- **WORK ORDER**: After locating the line containing "[[12, 27], [130, 8]]", restate that line and each one after it exactly, through the last line of the material.

- **SOURCE INFORMATION**:
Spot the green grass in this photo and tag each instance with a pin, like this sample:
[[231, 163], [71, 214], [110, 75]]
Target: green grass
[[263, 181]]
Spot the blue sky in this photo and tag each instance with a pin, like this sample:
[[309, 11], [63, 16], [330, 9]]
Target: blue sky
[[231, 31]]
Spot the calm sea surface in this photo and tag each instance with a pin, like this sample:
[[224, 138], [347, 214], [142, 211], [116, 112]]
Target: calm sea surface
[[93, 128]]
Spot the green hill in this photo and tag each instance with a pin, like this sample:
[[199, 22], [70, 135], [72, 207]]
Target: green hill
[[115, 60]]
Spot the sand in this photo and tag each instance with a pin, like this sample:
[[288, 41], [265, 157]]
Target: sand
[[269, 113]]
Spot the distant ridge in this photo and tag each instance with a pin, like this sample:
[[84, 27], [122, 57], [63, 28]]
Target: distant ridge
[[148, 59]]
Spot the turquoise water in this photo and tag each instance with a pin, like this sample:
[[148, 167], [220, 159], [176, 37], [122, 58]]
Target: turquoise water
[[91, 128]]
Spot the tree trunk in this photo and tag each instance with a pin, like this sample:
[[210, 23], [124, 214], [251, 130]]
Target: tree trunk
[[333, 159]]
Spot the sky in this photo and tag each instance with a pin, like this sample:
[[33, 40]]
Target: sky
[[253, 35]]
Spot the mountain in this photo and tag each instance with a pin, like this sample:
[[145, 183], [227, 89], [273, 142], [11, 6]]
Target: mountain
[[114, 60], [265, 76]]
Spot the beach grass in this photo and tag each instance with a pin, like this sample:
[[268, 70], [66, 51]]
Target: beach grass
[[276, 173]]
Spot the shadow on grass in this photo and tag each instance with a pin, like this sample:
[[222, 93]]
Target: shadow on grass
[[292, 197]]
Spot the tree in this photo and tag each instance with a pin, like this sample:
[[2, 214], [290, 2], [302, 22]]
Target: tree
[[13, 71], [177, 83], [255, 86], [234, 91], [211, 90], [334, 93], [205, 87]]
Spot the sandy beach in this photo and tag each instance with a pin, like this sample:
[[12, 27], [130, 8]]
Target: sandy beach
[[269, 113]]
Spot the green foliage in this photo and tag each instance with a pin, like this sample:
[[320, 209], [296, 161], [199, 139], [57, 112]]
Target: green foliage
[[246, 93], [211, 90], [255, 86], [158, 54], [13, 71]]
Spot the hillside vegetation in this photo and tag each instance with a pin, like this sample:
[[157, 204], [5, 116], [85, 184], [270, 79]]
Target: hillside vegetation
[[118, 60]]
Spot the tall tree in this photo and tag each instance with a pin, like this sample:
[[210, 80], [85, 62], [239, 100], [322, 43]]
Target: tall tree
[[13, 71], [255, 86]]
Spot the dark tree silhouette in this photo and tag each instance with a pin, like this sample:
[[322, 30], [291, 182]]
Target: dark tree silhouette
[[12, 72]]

- **RESULT BELOW**:
[[12, 27], [130, 8]]
Target: sandy beach
[[269, 113]]
Spot the green foliage in this photo and tag each instance with a pin, like this sample:
[[320, 209], [296, 161], [199, 139], [57, 112]]
Target: green foliage
[[246, 93], [211, 90], [255, 86], [158, 54], [13, 71]]
Spot the hillside vegetation in this photo and tag each instance with a pin, like this sample:
[[157, 204], [5, 116], [85, 184], [270, 79]]
Target: hillside vegetation
[[118, 60]]
Spot the tall tree in this photo and tag each instance with a pin, like this sample:
[[210, 80], [85, 62], [239, 100], [322, 43]]
Target: tall tree
[[13, 71], [255, 86]]
Spot the dark tree silhouette in this photo and tag each instance with a pin, like this sample:
[[322, 30], [291, 182]]
Target: dark tree silhouette
[[12, 72]]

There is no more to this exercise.